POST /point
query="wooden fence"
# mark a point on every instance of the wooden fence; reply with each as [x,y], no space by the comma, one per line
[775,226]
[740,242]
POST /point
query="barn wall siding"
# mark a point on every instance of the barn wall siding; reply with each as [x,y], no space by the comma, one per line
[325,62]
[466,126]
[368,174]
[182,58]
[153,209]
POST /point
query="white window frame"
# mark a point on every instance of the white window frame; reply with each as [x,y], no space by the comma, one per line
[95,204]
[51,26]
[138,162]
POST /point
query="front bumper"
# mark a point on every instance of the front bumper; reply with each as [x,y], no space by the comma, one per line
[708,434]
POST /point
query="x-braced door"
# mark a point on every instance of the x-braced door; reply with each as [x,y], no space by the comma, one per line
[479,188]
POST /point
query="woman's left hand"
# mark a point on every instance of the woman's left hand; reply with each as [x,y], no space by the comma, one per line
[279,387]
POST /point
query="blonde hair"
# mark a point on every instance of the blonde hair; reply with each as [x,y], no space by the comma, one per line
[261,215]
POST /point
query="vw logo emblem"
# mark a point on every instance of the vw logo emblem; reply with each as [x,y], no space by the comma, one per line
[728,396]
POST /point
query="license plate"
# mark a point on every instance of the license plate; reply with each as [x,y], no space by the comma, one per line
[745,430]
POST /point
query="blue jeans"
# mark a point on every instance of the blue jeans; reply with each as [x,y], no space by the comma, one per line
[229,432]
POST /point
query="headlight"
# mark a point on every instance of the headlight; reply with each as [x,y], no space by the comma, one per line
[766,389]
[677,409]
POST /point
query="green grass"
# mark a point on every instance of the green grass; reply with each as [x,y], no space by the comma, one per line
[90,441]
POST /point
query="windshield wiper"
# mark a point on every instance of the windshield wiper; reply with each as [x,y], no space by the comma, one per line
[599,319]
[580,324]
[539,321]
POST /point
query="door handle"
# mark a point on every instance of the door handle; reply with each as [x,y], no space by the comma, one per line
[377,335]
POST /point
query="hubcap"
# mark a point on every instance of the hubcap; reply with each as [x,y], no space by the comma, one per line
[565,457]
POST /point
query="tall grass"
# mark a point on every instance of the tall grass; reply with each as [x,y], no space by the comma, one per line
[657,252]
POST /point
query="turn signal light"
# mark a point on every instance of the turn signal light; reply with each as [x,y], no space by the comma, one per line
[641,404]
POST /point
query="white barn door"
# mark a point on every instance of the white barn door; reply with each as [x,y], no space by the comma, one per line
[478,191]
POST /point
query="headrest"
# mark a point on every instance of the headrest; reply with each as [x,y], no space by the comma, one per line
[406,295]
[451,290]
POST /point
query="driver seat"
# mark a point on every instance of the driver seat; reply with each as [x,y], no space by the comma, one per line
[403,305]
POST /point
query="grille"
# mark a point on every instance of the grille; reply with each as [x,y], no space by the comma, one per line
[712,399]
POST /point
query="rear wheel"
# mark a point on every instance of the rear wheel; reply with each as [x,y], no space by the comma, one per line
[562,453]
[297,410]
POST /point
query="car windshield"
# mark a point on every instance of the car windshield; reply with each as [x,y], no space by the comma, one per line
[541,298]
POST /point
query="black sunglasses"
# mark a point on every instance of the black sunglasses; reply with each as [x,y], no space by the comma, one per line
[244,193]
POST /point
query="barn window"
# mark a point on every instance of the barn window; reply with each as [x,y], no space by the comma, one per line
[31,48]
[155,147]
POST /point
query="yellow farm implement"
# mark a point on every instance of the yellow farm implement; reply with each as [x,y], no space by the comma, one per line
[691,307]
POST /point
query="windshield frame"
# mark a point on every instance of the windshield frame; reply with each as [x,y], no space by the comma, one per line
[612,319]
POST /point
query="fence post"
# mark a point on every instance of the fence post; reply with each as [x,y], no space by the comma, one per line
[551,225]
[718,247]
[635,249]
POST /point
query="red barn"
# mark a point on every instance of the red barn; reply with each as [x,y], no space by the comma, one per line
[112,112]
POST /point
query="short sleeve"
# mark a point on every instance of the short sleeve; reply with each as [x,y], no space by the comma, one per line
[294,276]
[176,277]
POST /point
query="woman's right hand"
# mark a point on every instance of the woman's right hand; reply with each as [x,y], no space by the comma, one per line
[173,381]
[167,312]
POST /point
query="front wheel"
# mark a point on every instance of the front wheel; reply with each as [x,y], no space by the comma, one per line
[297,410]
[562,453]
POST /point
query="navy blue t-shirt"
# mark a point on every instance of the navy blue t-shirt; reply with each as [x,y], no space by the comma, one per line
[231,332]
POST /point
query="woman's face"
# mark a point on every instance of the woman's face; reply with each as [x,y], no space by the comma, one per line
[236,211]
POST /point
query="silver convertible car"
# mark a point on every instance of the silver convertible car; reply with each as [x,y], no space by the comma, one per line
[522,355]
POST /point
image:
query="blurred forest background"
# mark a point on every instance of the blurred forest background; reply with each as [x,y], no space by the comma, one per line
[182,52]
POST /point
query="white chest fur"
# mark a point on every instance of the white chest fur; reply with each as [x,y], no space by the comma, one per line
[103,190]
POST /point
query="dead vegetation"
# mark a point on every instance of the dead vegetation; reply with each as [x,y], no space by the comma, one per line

======

▶ [Stated problem] The records above should be returned exactly.

▶ [Output below]
POST /point
query="wooden fence"
# mark a point on every instance of the wooden fence; reply with each as [x,y], no space by the comma, one per line
[775,226]
[740,242]
POST /point
query="barn wall siding"
# mark a point on every instance of the barn wall siding; reply with each as [x,y], no space by the comma, one per line
[325,62]
[466,126]
[368,174]
[182,58]
[153,209]
POST /point
query="white window frame"
# mark a point on every instance of the white window frame; reply with each as [x,y], no space by the comma, one per line
[95,204]
[51,26]
[138,162]
POST /point
query="front bumper"
# mark a point on every instance of the front bumper; reply with each as [x,y], no space by the comma, one per line
[708,434]
POST /point
query="x-braced door"
# mark a point on every instance of the x-braced door; reply with each as [x,y], no space by the comma, one per line
[479,188]
POST /point
query="woman's left hand"
# mark a point on every instance of the woman's left hand; reply with each as [x,y], no space by the comma, one per line
[279,387]
POST /point
query="blonde hair"
# mark a point on every instance of the blonde hair; reply with each as [x,y], no space by the comma, one per line
[261,215]
POST /point
query="vw logo emblem"
# mark a point on every instance of the vw logo emblem; reply with each as [x,y], no space by the comma, one per line
[728,396]
POST /point
query="license plate"
# mark a point on every instance of the license plate; reply with each as [x,y], no space by the comma, one per line
[745,430]
POST /point
query="blue jeans"
# mark a point on every instance of the blue jeans; reply with each as [x,y], no space by the comma, one per line
[229,432]
POST /point
query="headlight"
# mark a point on every instance of the headlight; reply with each as [x,y], no space by the comma, one per line
[766,389]
[677,409]
POST /point
query="green grass"
# mark a point on every instance of the green grass; reply with each as [x,y], no space by the comma, one per line
[90,441]
POST /point
query="windshield wiper"
# mark a point on every instance of the windshield wiper; reply with each as [x,y], no space by the comma, one per line
[599,319]
[580,324]
[539,321]
POST /point
query="door handle"
# mark a point on every instance of the door handle; reply with each as [x,y], no space by the comma, one per line
[377,335]
POST /point
query="hubcap"
# mark a point on every instance of the hubcap; reply with each as [x,y], no space by the comma, one per line
[565,457]
POST /point
query="tall grass"
# mark a point on every instance of the tall grass; reply with each as [x,y], no space by the comma, one per line
[657,252]
POST /point
query="turn signal light"
# mark a point on every instance of the turn signal light; reply with each as [x,y], no space by the comma, one per line
[641,404]
POST /point
query="white barn door"
# mark a point on every instance of the white barn door; reply with each as [x,y], no space by the comma, one per line
[478,191]
POST /point
query="headrest"
# mark a point on every instance of the headrest; reply with each as [x,y], no space by the comma, one per line
[406,295]
[451,290]
POST /point
query="driver seat"
# mark a point on every instance of the driver seat; reply with each as [x,y], no space by the comma, one per line
[403,305]
POST /point
query="grille"
# mark a point on every instance of the grille; reply with each as [x,y], no space by the comma, one per line
[712,399]
POST /point
query="rear wheel"
# mark a point on every instance of the rear wheel; reply with each as [x,y], no space by the comma, one per line
[562,453]
[297,410]
POST /point
query="car windshield"
# mark a point on every instance of the car windshield; reply with each as [x,y], no space by the comma, one per line
[541,298]
POST /point
query="black sunglasses"
# mark a point on every instance of the black sunglasses; reply with each as [x,y], no space by the comma, one per line
[244,193]
POST /point
query="barn window"
# mark a point on every instance of the barn window; reply with each as [x,y], no space by the comma, one per line
[31,48]
[155,147]
POST /point
query="yellow farm implement"
# mark a point on every instance of the yellow farm implement; reply with each as [x,y], no space by the comma, one per line
[691,307]
POST /point
query="windshield frame"
# mark a point on every instance of the windshield frame; reply with each as [x,y], no space by the comma, one per line
[612,319]
POST /point
query="fence post"
# mark a point on every instance of the fence post; reply with each as [x,y], no space by the comma, one per line
[551,225]
[718,247]
[635,249]
POST /point
query="red barn"
# mark a point on every instance of the red barn; reply with each as [x,y], no space by the comma, one per line
[112,112]
POST /point
query="short sleeve"
# mark a point on every instance of the short sleeve; reply with each as [x,y], no space by the comma, one per line
[294,276]
[176,277]
POST /point
query="woman's right hand"
# mark a point on every instance of the woman's right hand; reply with each as [x,y], no space by the comma, one per line
[173,381]
[167,312]
POST /point
query="front wheel"
# mark a point on every instance of the front wheel; reply with each as [x,y], no space by the comma, one per line
[297,410]
[562,453]
POST /point
query="navy blue t-shirt"
# mark a point on every instance of the navy blue t-shirt; reply with each as [x,y], no space by the comma, one per line
[231,332]
POST /point
query="woman's face"
# mark a point on every instance of the woman's face; reply with each as [x,y], no space by the comma, one per line
[236,211]
POST /point
query="silver convertible car"
# mark a point on every instance of the silver convertible car; reply with each as [x,y], no space by the comma, one per line
[522,355]
POST /point
image:
query="blurred forest background"
# mark a point on every instance of the blurred forest background; reply with each as [x,y], no space by the comma, one per line
[182,52]
POST /point
query="white chest fur"
# mark a point on every instance of the white chest fur; reply with each as [x,y], no space by the comma, one per line
[103,190]
POST /point
query="dead vegetation"
# mark a point on every instance of the dead vegetation; reply with each as [x,y], no space by the comma, one per line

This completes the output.